**Challenge:**
Return exactly the lines of the data below, from the one that contains "Locate the white curtain" through the final line, and leave out every picture.

**Material for this task:**
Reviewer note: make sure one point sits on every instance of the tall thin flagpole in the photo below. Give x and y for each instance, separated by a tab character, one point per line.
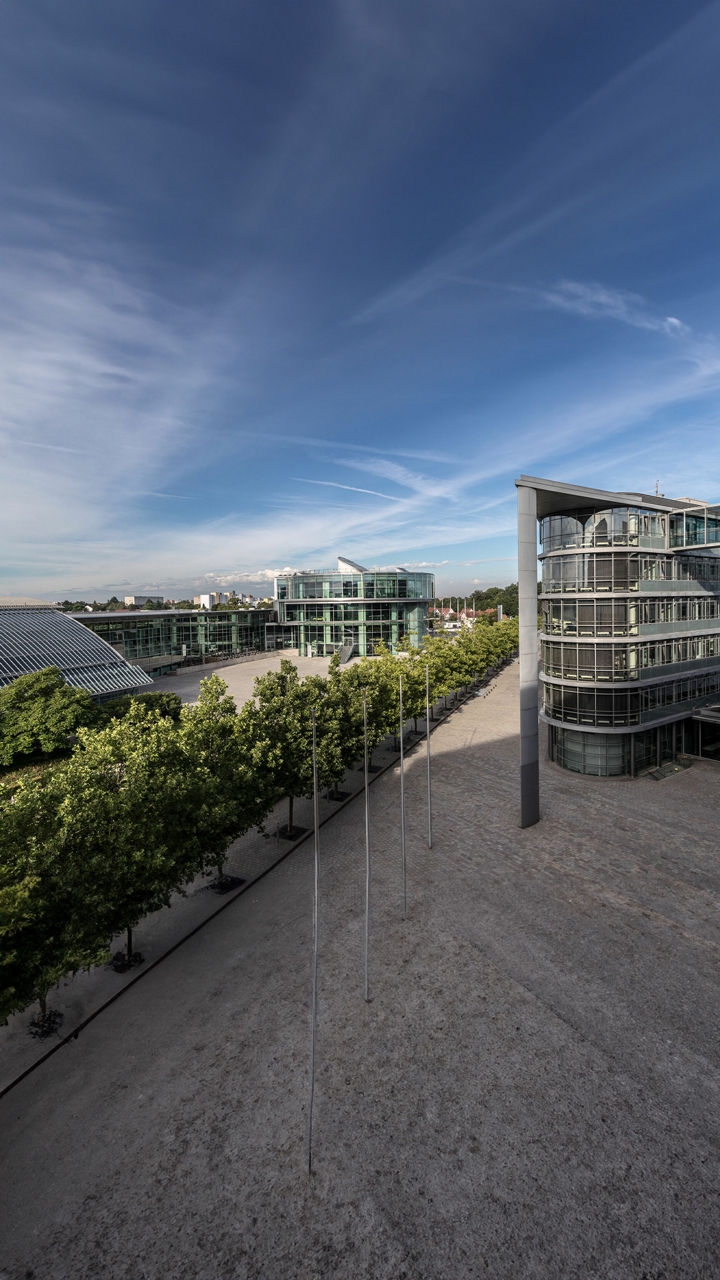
367	850
428	735
402	808
314	1005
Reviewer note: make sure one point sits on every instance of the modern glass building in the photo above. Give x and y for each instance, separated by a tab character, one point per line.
350	609
630	627
160	640
35	635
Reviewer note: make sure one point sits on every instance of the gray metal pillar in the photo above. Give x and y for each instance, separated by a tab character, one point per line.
528	626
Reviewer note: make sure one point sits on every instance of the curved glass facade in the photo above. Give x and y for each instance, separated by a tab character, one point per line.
614	526
630	631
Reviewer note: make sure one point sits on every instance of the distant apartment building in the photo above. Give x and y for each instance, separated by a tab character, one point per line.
136	602
351	609
210	599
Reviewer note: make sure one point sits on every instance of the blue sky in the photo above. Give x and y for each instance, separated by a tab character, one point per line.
282	280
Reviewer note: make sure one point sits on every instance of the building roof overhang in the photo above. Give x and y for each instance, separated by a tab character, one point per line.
554	497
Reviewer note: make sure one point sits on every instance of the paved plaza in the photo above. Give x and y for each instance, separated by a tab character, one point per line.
532	1091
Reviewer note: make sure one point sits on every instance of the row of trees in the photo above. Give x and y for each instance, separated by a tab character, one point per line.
40	716
153	798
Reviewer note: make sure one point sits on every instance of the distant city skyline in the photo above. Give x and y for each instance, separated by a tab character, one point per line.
292	280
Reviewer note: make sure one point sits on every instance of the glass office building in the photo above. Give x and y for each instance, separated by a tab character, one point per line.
35	635
164	639
351	609
630	627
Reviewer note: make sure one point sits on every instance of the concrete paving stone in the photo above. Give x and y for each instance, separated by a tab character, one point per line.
532	1092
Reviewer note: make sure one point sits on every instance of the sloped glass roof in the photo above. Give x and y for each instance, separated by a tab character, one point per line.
36	638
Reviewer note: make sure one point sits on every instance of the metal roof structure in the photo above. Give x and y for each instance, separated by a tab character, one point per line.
35	635
555	497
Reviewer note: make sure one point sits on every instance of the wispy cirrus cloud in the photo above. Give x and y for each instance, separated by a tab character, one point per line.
600	302
350	488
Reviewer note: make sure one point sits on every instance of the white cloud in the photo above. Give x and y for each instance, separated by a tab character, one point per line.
598	301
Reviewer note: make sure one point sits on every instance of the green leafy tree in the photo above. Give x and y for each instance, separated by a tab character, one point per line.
235	787
279	725
127	804
40	714
165	703
45	931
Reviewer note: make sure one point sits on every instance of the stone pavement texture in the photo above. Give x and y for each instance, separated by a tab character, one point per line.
532	1092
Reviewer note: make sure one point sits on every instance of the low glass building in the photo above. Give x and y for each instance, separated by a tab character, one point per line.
350	609
35	635
630	627
159	640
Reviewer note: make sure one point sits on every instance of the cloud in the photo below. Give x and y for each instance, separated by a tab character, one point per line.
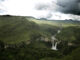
69	6
50	9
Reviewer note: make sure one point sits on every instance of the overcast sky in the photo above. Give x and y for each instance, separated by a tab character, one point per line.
50	9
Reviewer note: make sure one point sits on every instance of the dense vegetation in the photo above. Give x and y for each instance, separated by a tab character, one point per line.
23	39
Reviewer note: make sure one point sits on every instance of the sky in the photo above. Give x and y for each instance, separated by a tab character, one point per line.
49	9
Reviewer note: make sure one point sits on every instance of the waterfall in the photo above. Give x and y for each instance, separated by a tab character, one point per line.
54	43
54	40
54	46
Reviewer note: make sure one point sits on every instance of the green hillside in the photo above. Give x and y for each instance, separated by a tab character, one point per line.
16	29
27	38
65	23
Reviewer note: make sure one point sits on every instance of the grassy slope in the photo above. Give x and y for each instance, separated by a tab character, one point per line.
15	29
65	23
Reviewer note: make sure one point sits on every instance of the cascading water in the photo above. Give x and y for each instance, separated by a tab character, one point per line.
54	40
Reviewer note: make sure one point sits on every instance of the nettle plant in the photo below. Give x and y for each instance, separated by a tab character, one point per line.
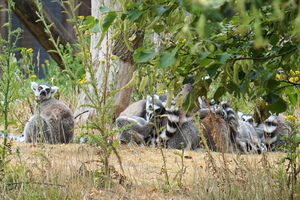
100	127
13	76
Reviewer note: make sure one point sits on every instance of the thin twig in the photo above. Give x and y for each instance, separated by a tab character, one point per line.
36	183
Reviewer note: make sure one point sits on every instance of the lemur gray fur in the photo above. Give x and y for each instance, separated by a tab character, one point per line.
53	121
214	127
243	135
141	121
248	117
274	128
180	130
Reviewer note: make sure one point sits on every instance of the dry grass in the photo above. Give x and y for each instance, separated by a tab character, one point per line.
72	172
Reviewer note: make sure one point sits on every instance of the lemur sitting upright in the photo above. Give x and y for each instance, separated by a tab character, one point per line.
180	130
53	121
139	121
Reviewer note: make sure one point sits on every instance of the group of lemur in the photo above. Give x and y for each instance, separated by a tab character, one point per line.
153	122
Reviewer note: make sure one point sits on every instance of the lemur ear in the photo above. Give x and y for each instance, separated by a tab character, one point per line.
54	89
149	98
34	86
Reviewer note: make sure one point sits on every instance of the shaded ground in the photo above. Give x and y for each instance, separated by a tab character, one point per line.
74	168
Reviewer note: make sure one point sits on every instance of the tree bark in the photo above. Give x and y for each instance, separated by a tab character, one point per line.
125	69
102	53
26	12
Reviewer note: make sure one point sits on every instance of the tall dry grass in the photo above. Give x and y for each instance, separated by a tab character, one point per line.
73	172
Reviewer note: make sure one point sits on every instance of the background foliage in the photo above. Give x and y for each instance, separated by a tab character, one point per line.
249	49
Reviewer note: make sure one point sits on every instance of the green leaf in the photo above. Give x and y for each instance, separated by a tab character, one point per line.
212	69
89	22
253	75
272	98
106	9
204	55
144	55
222	58
277	107
96	27
265	77
161	9
167	58
219	92
108	20
272	84
134	14
274	39
242	87
293	99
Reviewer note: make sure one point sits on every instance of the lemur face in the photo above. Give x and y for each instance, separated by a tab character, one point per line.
153	107
42	90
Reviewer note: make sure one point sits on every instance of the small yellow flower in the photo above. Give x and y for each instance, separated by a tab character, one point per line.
290	118
292	72
294	79
30	50
281	76
94	191
82	81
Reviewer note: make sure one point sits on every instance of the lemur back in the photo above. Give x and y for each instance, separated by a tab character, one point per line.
180	130
243	135
53	121
214	127
274	129
139	121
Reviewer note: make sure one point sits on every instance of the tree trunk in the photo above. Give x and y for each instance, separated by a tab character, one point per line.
124	74
126	68
26	12
125	65
99	54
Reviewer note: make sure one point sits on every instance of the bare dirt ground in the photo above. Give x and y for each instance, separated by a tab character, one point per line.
74	167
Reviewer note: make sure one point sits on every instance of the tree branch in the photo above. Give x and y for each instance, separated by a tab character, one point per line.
26	12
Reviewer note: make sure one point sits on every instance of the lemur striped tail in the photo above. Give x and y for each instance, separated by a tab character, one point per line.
172	123
232	120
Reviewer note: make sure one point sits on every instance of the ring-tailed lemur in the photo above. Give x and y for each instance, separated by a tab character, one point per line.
214	127
242	134
53	121
248	117
140	120
274	128
180	130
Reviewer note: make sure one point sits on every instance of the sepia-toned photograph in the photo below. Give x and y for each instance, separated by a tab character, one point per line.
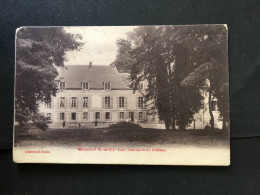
141	95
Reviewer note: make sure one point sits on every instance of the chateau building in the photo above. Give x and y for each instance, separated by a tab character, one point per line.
91	96
94	95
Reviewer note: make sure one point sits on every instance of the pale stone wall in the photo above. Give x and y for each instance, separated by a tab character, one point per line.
94	105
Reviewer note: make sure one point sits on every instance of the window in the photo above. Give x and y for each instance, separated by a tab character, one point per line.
121	115
140	102
140	115
107	85
85	85
140	86
85	116
121	102
48	105
62	85
49	116
85	102
107	102
107	115
62	102
73	116
73	102
214	105
97	115
62	116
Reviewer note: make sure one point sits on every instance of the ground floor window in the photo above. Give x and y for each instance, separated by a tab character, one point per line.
131	116
140	115
97	115
49	116
107	116
62	116
73	116
121	115
85	116
214	105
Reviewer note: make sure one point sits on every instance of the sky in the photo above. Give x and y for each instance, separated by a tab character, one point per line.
99	44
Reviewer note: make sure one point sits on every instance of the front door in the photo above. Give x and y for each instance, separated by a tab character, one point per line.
131	116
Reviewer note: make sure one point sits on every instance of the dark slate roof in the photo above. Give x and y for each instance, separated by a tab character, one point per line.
73	75
126	78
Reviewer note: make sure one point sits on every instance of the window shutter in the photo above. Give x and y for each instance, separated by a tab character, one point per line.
136	115
55	101
103	102
117	102
89	102
66	103
125	102
111	102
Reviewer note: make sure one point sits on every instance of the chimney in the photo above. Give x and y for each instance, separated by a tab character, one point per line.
90	64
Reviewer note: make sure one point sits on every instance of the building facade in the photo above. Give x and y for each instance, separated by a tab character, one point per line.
93	96
90	96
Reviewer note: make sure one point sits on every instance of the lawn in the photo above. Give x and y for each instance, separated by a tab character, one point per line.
138	137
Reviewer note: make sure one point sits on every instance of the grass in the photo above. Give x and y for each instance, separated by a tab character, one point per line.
104	136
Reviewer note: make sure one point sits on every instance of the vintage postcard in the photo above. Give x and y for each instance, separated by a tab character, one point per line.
144	95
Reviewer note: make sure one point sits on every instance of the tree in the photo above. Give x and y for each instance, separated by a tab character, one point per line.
165	56
212	66
38	52
158	56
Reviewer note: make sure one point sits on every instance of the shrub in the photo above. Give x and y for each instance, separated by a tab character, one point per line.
40	121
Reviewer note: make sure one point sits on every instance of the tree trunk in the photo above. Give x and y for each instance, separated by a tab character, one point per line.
224	126
210	111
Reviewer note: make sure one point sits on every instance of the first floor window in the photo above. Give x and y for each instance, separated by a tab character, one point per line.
48	105
140	102
73	116
85	102
213	105
107	85
62	102
73	102
121	115
107	102
107	115
140	86
62	85
85	85
62	116
140	115
121	102
49	116
85	116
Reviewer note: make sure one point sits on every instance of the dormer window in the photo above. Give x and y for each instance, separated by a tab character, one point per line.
84	85
107	85
62	85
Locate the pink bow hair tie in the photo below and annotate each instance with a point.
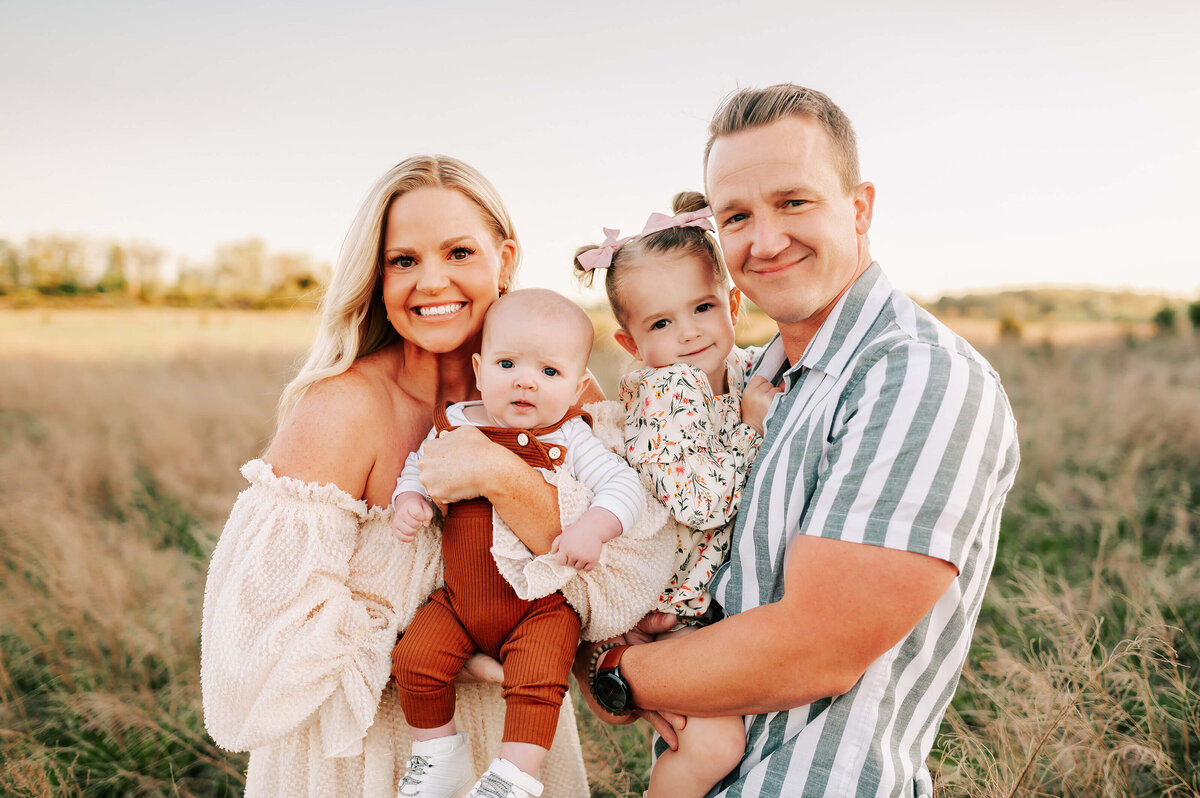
(601, 257)
(700, 219)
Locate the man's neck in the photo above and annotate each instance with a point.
(796, 337)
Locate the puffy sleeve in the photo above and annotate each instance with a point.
(305, 594)
(691, 449)
(633, 568)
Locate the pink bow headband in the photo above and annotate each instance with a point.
(601, 257)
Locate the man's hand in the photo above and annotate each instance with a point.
(411, 511)
(666, 724)
(756, 399)
(580, 544)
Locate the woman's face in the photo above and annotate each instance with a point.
(442, 268)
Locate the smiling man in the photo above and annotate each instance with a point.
(869, 522)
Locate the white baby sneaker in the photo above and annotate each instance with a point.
(438, 768)
(505, 780)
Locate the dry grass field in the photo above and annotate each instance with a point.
(120, 438)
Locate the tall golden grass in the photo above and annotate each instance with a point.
(120, 439)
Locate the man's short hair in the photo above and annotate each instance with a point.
(756, 107)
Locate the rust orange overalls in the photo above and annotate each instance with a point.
(478, 610)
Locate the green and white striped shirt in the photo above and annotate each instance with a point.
(891, 431)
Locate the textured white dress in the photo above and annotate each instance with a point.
(306, 593)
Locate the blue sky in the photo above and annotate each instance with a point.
(1009, 144)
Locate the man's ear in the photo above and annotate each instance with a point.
(475, 363)
(864, 207)
(627, 342)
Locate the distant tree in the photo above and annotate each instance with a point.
(241, 268)
(113, 280)
(143, 270)
(1164, 321)
(54, 264)
(10, 268)
(1009, 328)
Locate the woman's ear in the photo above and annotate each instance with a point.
(625, 341)
(508, 265)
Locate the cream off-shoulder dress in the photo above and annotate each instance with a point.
(306, 593)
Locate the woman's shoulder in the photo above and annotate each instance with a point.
(333, 433)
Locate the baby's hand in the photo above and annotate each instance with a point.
(411, 511)
(756, 399)
(580, 544)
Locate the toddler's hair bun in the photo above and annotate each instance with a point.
(586, 276)
(687, 202)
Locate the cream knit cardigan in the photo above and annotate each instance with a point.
(306, 593)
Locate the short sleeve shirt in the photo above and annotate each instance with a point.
(891, 431)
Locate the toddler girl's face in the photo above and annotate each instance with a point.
(677, 312)
(531, 373)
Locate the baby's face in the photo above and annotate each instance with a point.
(529, 373)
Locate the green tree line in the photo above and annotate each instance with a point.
(240, 274)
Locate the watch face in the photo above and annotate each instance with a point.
(612, 693)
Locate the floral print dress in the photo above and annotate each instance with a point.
(694, 451)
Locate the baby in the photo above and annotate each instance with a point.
(531, 372)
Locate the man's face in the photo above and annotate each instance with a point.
(793, 238)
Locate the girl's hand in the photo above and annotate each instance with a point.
(756, 399)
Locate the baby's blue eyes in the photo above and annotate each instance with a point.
(504, 363)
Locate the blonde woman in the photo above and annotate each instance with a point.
(307, 588)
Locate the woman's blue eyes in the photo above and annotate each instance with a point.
(405, 262)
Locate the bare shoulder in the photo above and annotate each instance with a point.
(333, 435)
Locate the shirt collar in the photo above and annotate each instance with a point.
(840, 334)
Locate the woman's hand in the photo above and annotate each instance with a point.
(481, 667)
(444, 467)
(465, 463)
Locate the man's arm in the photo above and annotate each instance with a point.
(845, 605)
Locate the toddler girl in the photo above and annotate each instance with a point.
(691, 430)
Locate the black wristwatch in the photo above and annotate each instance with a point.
(609, 685)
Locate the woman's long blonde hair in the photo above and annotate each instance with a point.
(353, 319)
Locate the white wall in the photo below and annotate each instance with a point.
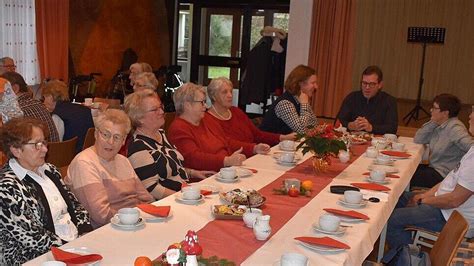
(299, 33)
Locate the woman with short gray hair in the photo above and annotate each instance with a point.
(202, 141)
(234, 121)
(158, 164)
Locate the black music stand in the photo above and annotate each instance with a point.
(422, 35)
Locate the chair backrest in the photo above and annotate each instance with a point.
(169, 117)
(89, 140)
(113, 103)
(407, 131)
(449, 239)
(60, 154)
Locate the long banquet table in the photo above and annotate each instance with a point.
(122, 247)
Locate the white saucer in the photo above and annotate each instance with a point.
(155, 219)
(115, 222)
(226, 180)
(362, 204)
(321, 249)
(180, 199)
(340, 231)
(386, 168)
(386, 181)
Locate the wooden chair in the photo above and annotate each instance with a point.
(446, 243)
(113, 103)
(60, 154)
(169, 117)
(89, 139)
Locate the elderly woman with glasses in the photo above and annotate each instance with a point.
(103, 180)
(447, 139)
(292, 112)
(233, 121)
(201, 140)
(37, 211)
(158, 164)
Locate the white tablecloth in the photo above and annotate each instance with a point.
(122, 247)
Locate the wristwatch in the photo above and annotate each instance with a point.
(418, 202)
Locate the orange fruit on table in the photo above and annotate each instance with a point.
(143, 261)
(307, 185)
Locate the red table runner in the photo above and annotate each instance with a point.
(234, 241)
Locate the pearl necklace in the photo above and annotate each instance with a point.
(221, 116)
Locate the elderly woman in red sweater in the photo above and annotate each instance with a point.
(234, 121)
(201, 140)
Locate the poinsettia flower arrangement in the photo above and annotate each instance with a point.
(322, 140)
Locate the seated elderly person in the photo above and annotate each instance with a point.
(233, 121)
(70, 119)
(103, 180)
(292, 112)
(370, 109)
(430, 210)
(201, 140)
(31, 107)
(447, 139)
(9, 107)
(156, 161)
(37, 210)
(145, 80)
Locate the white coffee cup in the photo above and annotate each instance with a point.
(371, 152)
(228, 172)
(191, 192)
(128, 215)
(293, 259)
(344, 156)
(287, 145)
(353, 197)
(287, 157)
(383, 159)
(397, 146)
(88, 101)
(250, 215)
(329, 222)
(390, 137)
(378, 175)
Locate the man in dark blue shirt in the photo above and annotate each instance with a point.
(370, 109)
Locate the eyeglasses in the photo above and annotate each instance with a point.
(370, 85)
(38, 144)
(203, 102)
(106, 135)
(160, 107)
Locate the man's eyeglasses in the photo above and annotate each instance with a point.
(203, 102)
(106, 135)
(160, 107)
(38, 144)
(369, 84)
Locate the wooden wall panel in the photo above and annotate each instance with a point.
(100, 30)
(381, 35)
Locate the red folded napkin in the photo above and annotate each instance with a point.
(352, 214)
(160, 211)
(323, 241)
(73, 258)
(388, 175)
(371, 186)
(251, 170)
(396, 154)
(203, 191)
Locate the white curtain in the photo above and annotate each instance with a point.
(18, 37)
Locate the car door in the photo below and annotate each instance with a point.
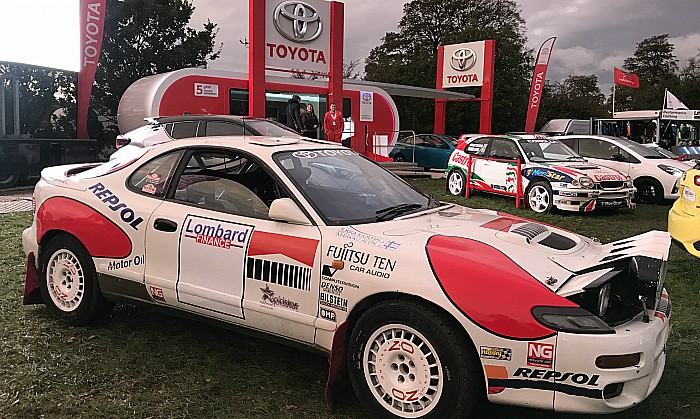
(500, 175)
(211, 248)
(605, 153)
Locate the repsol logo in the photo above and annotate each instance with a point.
(577, 378)
(114, 203)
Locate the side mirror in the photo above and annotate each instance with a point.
(286, 210)
(618, 157)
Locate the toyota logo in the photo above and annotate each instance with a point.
(297, 21)
(463, 59)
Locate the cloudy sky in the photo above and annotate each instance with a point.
(593, 36)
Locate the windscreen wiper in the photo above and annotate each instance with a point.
(395, 210)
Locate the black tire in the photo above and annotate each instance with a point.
(68, 282)
(539, 197)
(395, 335)
(8, 181)
(456, 182)
(649, 191)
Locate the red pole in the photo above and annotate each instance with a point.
(335, 77)
(440, 104)
(486, 111)
(256, 59)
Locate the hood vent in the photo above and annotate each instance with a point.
(530, 230)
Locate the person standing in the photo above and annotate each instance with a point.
(333, 124)
(293, 114)
(309, 121)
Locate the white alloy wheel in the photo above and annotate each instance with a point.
(456, 183)
(539, 198)
(402, 371)
(65, 280)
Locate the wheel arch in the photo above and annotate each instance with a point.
(337, 371)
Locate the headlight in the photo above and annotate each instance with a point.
(673, 171)
(586, 182)
(603, 299)
(571, 320)
(628, 182)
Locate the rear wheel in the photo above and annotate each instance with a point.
(649, 191)
(540, 197)
(68, 282)
(407, 361)
(456, 183)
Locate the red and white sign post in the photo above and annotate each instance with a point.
(462, 65)
(92, 18)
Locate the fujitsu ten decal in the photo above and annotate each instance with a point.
(114, 203)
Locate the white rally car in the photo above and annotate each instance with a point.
(553, 175)
(428, 307)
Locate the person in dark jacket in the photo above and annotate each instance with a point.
(310, 122)
(294, 115)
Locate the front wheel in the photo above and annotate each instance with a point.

**Response to this task:**
Locate the white curtain in the photo above and annotate each instance with a point.
(18, 37)
Locate the car door in the photo below and annotate each instance with a point.
(500, 175)
(211, 248)
(605, 153)
Locate the repsol logo in the photo above and annotate each instance with a point.
(577, 378)
(114, 203)
Locate the side mirror in the photo above and annotate each instance with a point.
(286, 210)
(618, 157)
Locate the toyota logo in the photo above and annotate each instance with a point.
(297, 21)
(463, 59)
Locate the cloudy sky in the photo above and annotate each instance with a point.
(593, 36)
Locate the windscreen wiper in the photo above and annotate each instance with a point.
(395, 210)
Locate the black tire in the photo above and annotate each instance with a point.
(68, 282)
(539, 197)
(395, 335)
(8, 181)
(456, 182)
(649, 191)
Locate the red pole in the photo above and annotate each instance with a point.
(335, 77)
(440, 104)
(486, 111)
(256, 59)
Locate the hood vent in the photo above and annotate each instance with a point.
(530, 230)
Locate the person standing in the photo above and annotate each instance with a point.
(333, 124)
(293, 114)
(309, 121)
Locate the white alloy wheel in the photo above and annotate each instance with a point.
(456, 183)
(539, 198)
(402, 371)
(65, 280)
Locate the wheel arch in the photo above and annotate each instance with a point.
(337, 371)
Locate the headlight in the photo above and annotate each instance with a point.
(673, 171)
(586, 182)
(603, 299)
(571, 320)
(628, 182)
Locate the rear wheel in the photo above and annotate each instance with a point.
(649, 191)
(540, 197)
(68, 282)
(407, 361)
(456, 183)
Locate the red and white sign post in the photo above and annotate each instance with a point.
(462, 65)
(92, 18)
Locate the fujitsu ten decal in the photo above and annotate each instance with a point.
(114, 203)
Locate the white rally car in the photo above and annotate each instance with a point.
(553, 175)
(428, 307)
Locate the person in dark jacket in the photo above and annotate each instance with a point.
(310, 122)
(294, 115)
Locate the front wheel in the photo above and annotate each instance with a point.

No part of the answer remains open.